- What to produce
Could you shift every coordinate pair in the rows below by adding 54 to each of its numbers, starting at the first row and ending at the line containing "(814, 1008)"? Write out every line in that span, including the lines that hold no coordinates.

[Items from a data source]
>>>>

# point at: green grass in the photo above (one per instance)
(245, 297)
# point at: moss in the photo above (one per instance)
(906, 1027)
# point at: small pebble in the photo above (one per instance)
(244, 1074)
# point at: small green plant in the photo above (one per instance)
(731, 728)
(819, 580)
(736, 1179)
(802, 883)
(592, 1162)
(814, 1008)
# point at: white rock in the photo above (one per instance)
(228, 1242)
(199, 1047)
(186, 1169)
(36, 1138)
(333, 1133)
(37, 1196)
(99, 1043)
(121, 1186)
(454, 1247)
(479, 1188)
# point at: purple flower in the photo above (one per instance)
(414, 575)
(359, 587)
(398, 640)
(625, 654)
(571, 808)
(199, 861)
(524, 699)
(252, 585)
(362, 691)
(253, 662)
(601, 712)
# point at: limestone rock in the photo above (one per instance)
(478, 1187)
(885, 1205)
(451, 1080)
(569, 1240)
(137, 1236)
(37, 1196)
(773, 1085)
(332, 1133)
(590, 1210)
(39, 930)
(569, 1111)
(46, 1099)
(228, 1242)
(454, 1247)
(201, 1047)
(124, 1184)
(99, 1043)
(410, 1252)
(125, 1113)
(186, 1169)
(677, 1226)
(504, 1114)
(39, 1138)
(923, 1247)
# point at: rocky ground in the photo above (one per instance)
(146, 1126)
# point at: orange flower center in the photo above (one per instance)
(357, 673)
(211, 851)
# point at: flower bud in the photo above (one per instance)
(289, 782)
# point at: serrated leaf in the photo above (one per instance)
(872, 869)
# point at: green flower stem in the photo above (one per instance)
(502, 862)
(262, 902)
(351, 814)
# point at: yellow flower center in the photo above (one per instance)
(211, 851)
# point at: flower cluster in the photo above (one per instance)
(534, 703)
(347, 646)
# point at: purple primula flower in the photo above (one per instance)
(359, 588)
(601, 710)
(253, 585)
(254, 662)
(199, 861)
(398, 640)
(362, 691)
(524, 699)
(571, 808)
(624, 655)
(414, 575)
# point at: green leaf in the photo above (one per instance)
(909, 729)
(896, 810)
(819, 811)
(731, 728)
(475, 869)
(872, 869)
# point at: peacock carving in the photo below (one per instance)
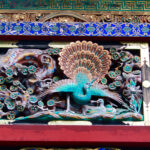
(85, 63)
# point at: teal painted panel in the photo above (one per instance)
(87, 5)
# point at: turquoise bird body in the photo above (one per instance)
(85, 63)
(81, 89)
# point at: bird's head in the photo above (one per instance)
(100, 101)
(89, 84)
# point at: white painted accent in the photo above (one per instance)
(87, 123)
(144, 54)
(146, 84)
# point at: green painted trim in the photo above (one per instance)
(87, 5)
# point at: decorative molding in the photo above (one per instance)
(90, 5)
(75, 29)
(71, 16)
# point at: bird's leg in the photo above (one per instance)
(68, 104)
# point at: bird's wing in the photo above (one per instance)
(101, 90)
(65, 85)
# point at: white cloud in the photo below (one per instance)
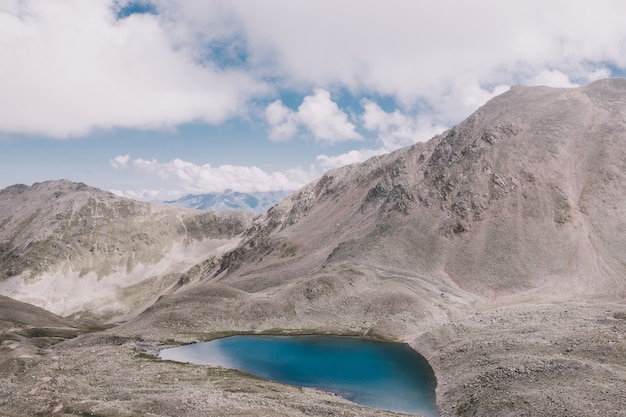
(352, 157)
(318, 113)
(193, 178)
(120, 162)
(70, 66)
(396, 129)
(282, 120)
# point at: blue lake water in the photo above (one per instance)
(385, 375)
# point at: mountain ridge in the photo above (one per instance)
(254, 202)
(497, 250)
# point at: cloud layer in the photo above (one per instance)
(318, 113)
(193, 178)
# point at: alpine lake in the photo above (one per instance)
(385, 375)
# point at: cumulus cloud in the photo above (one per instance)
(327, 162)
(193, 178)
(396, 129)
(71, 66)
(318, 113)
(120, 162)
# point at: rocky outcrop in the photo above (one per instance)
(75, 249)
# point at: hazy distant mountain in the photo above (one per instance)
(497, 248)
(68, 247)
(256, 202)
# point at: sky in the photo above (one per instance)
(162, 98)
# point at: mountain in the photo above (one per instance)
(71, 248)
(256, 202)
(496, 249)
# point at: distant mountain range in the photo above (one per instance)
(497, 249)
(256, 202)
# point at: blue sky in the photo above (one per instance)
(157, 99)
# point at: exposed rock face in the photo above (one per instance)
(525, 196)
(69, 248)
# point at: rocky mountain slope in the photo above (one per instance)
(71, 248)
(524, 197)
(496, 249)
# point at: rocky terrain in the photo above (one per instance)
(497, 250)
(74, 249)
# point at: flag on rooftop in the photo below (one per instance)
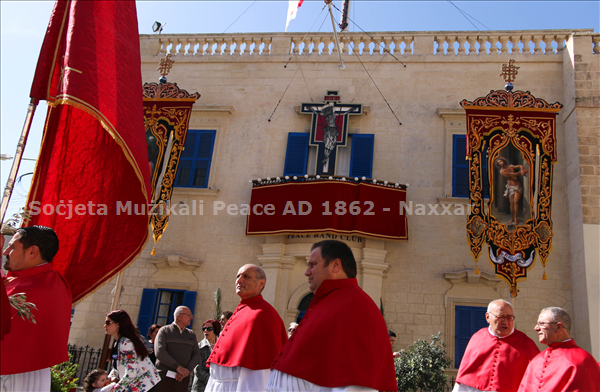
(93, 161)
(292, 11)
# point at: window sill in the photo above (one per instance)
(177, 191)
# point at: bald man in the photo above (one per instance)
(250, 341)
(496, 357)
(177, 351)
(563, 366)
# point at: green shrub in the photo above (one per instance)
(62, 376)
(422, 366)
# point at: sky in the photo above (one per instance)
(23, 24)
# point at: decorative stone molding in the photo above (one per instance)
(175, 261)
(469, 276)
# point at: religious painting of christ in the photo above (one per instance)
(511, 179)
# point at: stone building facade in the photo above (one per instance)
(420, 282)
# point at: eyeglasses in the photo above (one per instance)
(510, 317)
(541, 324)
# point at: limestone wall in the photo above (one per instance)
(423, 277)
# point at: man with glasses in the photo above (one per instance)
(177, 352)
(563, 366)
(250, 341)
(496, 357)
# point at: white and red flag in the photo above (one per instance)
(93, 161)
(292, 11)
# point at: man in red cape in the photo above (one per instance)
(253, 336)
(342, 341)
(496, 357)
(563, 366)
(30, 349)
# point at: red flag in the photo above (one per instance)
(92, 173)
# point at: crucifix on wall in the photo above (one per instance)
(329, 129)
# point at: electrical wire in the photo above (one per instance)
(239, 17)
(467, 16)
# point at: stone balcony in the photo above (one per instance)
(366, 45)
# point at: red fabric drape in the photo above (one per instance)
(93, 157)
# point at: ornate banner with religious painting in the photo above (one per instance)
(167, 110)
(513, 134)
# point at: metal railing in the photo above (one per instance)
(86, 357)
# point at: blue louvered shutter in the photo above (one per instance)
(361, 158)
(189, 300)
(460, 166)
(296, 154)
(468, 320)
(146, 310)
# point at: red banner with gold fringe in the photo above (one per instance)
(328, 206)
(93, 158)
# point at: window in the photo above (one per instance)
(303, 306)
(195, 160)
(460, 168)
(353, 161)
(468, 320)
(158, 305)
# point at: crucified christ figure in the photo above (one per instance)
(330, 130)
(514, 188)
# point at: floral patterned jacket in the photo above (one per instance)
(136, 375)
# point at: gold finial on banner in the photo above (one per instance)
(164, 67)
(509, 72)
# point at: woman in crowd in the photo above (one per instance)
(152, 332)
(132, 368)
(210, 329)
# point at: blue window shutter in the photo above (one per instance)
(468, 320)
(460, 166)
(189, 300)
(146, 310)
(195, 161)
(361, 158)
(296, 154)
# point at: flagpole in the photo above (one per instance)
(114, 306)
(337, 41)
(10, 183)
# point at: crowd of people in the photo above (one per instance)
(251, 350)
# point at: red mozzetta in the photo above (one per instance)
(562, 367)
(29, 347)
(251, 338)
(341, 341)
(496, 364)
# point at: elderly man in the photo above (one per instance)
(496, 357)
(251, 339)
(29, 350)
(342, 341)
(177, 353)
(563, 366)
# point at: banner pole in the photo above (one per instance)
(107, 338)
(10, 183)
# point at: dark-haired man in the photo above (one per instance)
(29, 350)
(250, 341)
(563, 366)
(342, 340)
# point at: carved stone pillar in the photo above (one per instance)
(373, 268)
(277, 268)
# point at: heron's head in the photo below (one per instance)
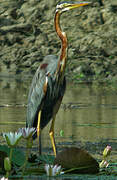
(67, 5)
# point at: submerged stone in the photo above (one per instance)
(79, 160)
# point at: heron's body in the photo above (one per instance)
(48, 102)
(48, 85)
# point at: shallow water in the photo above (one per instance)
(87, 117)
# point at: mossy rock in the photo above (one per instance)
(78, 160)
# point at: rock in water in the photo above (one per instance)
(77, 159)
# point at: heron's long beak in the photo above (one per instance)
(78, 4)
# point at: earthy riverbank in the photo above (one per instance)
(27, 35)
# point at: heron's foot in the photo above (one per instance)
(53, 143)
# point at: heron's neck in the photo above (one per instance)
(63, 38)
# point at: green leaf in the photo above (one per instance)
(18, 156)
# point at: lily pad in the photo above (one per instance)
(18, 156)
(77, 160)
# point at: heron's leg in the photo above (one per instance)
(51, 133)
(39, 131)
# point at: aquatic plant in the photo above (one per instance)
(53, 170)
(104, 163)
(12, 138)
(27, 134)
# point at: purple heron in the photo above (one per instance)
(49, 84)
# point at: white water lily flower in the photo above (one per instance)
(104, 164)
(107, 151)
(27, 132)
(53, 170)
(12, 138)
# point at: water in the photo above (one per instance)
(87, 117)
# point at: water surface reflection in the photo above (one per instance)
(88, 113)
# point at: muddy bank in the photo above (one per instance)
(27, 35)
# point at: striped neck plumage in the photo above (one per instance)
(63, 38)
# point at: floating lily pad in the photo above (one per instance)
(77, 160)
(18, 157)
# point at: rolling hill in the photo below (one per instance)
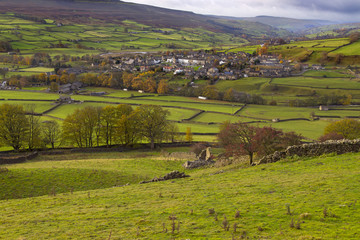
(103, 12)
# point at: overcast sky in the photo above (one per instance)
(334, 10)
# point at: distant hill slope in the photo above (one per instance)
(290, 24)
(109, 11)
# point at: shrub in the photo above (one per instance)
(331, 136)
(348, 128)
(197, 148)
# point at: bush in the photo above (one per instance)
(331, 136)
(198, 148)
(348, 128)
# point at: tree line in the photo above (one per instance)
(86, 127)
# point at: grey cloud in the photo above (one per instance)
(341, 10)
(339, 6)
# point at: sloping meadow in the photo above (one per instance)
(309, 198)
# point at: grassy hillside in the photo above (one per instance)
(289, 24)
(313, 198)
(29, 36)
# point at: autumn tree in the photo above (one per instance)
(149, 85)
(189, 135)
(4, 71)
(211, 92)
(348, 128)
(163, 87)
(51, 132)
(13, 125)
(354, 37)
(229, 95)
(108, 121)
(241, 138)
(152, 122)
(34, 129)
(54, 78)
(238, 139)
(54, 87)
(42, 77)
(104, 79)
(129, 128)
(127, 79)
(82, 127)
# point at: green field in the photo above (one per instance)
(353, 49)
(216, 112)
(334, 83)
(31, 37)
(319, 195)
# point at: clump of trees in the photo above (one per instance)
(86, 127)
(343, 129)
(240, 139)
(5, 46)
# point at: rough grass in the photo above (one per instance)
(53, 175)
(262, 201)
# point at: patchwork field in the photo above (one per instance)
(212, 113)
(274, 201)
(78, 39)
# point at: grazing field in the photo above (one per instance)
(79, 39)
(312, 198)
(36, 106)
(181, 108)
(271, 112)
(350, 50)
(311, 130)
(327, 83)
(328, 74)
(44, 177)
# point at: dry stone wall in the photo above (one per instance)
(315, 149)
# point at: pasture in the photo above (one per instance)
(182, 108)
(292, 199)
(30, 37)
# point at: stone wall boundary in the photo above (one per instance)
(315, 150)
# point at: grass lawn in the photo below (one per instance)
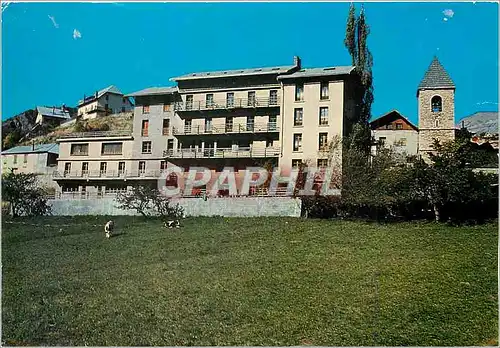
(248, 281)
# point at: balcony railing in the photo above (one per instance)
(234, 152)
(96, 134)
(109, 174)
(224, 104)
(264, 127)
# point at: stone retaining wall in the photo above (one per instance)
(232, 206)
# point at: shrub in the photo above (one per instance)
(25, 196)
(148, 202)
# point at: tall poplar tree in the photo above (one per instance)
(357, 31)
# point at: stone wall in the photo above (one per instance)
(428, 130)
(233, 206)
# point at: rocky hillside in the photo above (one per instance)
(121, 121)
(22, 127)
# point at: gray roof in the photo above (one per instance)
(238, 72)
(153, 91)
(109, 89)
(318, 72)
(53, 112)
(39, 148)
(481, 122)
(436, 77)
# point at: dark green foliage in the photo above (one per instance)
(387, 187)
(148, 202)
(356, 38)
(21, 190)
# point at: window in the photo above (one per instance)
(116, 188)
(436, 104)
(146, 147)
(67, 168)
(111, 149)
(251, 98)
(272, 123)
(163, 165)
(145, 128)
(208, 125)
(189, 102)
(104, 168)
(79, 149)
(250, 123)
(298, 117)
(273, 97)
(229, 124)
(209, 101)
(299, 92)
(323, 162)
(323, 94)
(142, 167)
(230, 100)
(323, 116)
(170, 144)
(166, 126)
(121, 168)
(297, 142)
(323, 141)
(187, 126)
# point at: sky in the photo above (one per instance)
(54, 53)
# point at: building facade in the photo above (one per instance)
(275, 116)
(37, 159)
(53, 115)
(109, 100)
(393, 130)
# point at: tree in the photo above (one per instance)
(148, 202)
(350, 35)
(357, 31)
(21, 190)
(449, 181)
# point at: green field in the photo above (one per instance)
(248, 281)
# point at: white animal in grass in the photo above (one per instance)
(108, 228)
(172, 224)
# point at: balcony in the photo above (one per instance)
(234, 152)
(97, 134)
(109, 174)
(227, 104)
(228, 128)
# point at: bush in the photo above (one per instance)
(25, 196)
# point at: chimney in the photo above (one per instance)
(297, 62)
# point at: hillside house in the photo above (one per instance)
(107, 101)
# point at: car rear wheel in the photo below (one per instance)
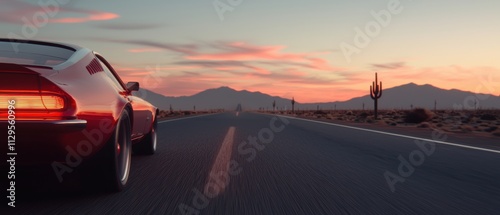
(148, 145)
(117, 156)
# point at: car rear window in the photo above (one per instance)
(38, 54)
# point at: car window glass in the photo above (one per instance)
(111, 76)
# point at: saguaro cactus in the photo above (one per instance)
(376, 93)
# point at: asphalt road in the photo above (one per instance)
(291, 167)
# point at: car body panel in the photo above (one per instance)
(84, 130)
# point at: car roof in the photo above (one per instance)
(38, 53)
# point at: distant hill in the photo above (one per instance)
(400, 97)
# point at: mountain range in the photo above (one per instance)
(400, 97)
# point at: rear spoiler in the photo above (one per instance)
(10, 67)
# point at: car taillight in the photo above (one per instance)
(34, 102)
(36, 98)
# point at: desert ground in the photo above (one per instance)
(470, 122)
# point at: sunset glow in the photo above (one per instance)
(288, 48)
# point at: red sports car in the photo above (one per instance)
(65, 106)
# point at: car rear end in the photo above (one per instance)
(37, 115)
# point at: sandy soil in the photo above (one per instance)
(483, 123)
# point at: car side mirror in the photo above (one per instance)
(133, 86)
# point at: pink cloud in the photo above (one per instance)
(142, 50)
(20, 12)
(91, 16)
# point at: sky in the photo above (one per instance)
(314, 51)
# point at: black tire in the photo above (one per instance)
(147, 146)
(115, 165)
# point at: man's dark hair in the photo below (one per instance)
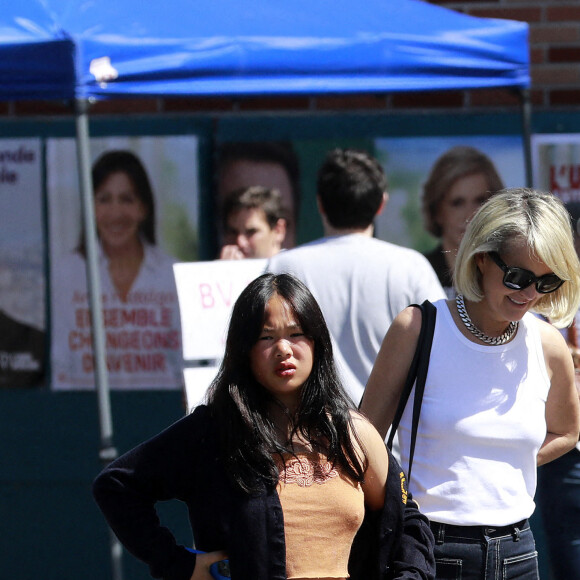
(350, 187)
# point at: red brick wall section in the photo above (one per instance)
(554, 54)
(554, 44)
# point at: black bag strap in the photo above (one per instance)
(416, 377)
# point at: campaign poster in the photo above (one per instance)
(22, 282)
(146, 200)
(408, 161)
(556, 165)
(207, 293)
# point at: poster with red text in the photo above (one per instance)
(146, 209)
(556, 165)
(207, 292)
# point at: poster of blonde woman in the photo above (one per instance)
(145, 193)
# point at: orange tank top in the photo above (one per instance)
(323, 509)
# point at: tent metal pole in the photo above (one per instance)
(527, 134)
(107, 450)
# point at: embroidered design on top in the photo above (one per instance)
(305, 472)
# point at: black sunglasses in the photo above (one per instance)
(519, 278)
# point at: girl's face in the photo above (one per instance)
(282, 357)
(505, 304)
(118, 211)
(458, 206)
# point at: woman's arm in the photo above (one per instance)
(163, 468)
(377, 461)
(562, 405)
(386, 381)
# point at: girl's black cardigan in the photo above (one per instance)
(183, 463)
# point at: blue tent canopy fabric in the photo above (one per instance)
(63, 49)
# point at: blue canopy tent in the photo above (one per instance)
(66, 50)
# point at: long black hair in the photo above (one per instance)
(242, 405)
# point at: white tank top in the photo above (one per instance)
(482, 424)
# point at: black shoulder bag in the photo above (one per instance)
(416, 376)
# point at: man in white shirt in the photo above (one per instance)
(360, 282)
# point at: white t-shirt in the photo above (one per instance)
(361, 284)
(142, 334)
(482, 423)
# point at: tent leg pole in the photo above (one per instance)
(107, 450)
(527, 134)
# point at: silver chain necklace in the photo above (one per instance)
(495, 340)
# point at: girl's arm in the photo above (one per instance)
(377, 462)
(562, 405)
(386, 381)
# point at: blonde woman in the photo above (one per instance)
(499, 397)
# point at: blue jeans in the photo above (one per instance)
(558, 499)
(485, 553)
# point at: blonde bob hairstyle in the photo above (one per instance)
(541, 221)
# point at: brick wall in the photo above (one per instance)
(554, 44)
(554, 53)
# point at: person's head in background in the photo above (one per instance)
(351, 190)
(459, 182)
(270, 164)
(253, 222)
(573, 208)
(124, 203)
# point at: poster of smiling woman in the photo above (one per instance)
(145, 193)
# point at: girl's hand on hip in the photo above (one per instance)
(204, 561)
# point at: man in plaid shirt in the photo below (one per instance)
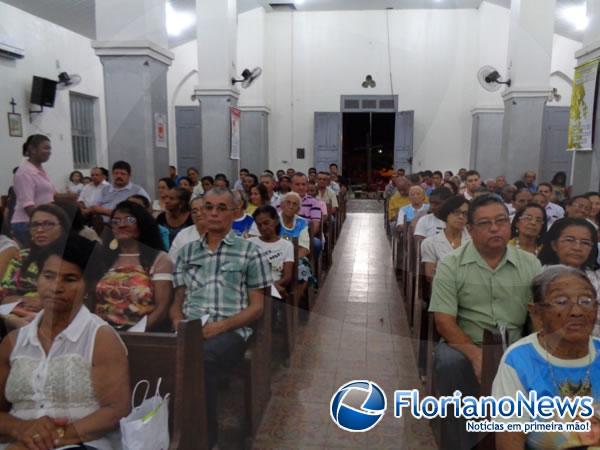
(223, 276)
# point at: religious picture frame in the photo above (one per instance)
(15, 125)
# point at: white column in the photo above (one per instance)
(217, 38)
(529, 58)
(586, 165)
(132, 46)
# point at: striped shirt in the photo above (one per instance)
(310, 209)
(217, 283)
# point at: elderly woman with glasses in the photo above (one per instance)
(561, 360)
(571, 241)
(138, 278)
(528, 228)
(454, 212)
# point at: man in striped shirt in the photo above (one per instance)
(224, 277)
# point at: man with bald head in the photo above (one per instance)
(407, 213)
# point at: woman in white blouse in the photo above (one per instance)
(65, 375)
(433, 249)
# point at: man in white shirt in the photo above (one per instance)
(193, 232)
(325, 193)
(429, 224)
(268, 181)
(91, 194)
(553, 211)
(472, 183)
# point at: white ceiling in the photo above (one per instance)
(78, 15)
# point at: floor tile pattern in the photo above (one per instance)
(358, 330)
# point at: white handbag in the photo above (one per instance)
(147, 426)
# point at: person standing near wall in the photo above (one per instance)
(32, 185)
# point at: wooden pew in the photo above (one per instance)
(178, 360)
(255, 371)
(493, 349)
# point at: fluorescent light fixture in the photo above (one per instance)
(576, 15)
(177, 21)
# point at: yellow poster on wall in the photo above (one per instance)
(583, 102)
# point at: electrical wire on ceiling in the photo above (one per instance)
(387, 26)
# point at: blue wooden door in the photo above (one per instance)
(403, 140)
(327, 143)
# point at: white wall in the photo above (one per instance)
(49, 49)
(310, 59)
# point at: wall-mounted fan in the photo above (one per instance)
(68, 80)
(489, 79)
(248, 77)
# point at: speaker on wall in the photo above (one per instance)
(43, 91)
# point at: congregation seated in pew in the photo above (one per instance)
(484, 284)
(49, 224)
(64, 376)
(137, 277)
(434, 249)
(562, 359)
(224, 277)
(177, 213)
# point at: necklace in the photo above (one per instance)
(517, 245)
(568, 388)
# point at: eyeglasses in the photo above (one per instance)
(530, 218)
(45, 225)
(220, 208)
(565, 303)
(128, 220)
(498, 221)
(570, 240)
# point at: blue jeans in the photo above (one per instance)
(20, 232)
(221, 354)
(453, 371)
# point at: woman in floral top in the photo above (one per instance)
(138, 280)
(48, 225)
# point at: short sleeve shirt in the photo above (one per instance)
(465, 286)
(310, 209)
(217, 283)
(33, 187)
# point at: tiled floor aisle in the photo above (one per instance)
(358, 330)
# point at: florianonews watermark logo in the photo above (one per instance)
(358, 406)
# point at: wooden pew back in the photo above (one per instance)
(178, 360)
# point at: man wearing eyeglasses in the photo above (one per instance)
(483, 284)
(223, 276)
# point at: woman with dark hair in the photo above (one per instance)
(32, 185)
(560, 189)
(561, 359)
(434, 248)
(75, 184)
(186, 183)
(78, 225)
(138, 280)
(528, 228)
(177, 214)
(259, 196)
(572, 242)
(164, 186)
(278, 251)
(49, 225)
(64, 376)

<<<<

- Response
# point at: green grass in the photo above (one per instance)
(299, 351)
# point at: moss in the photo above (one per instance)
(960, 1081)
# point at: small pebble in the photo above (one per instance)
(298, 1128)
# point at: small green plant in the photo above (one per instance)
(785, 782)
(873, 634)
(790, 1233)
(856, 937)
(646, 1216)
(868, 1062)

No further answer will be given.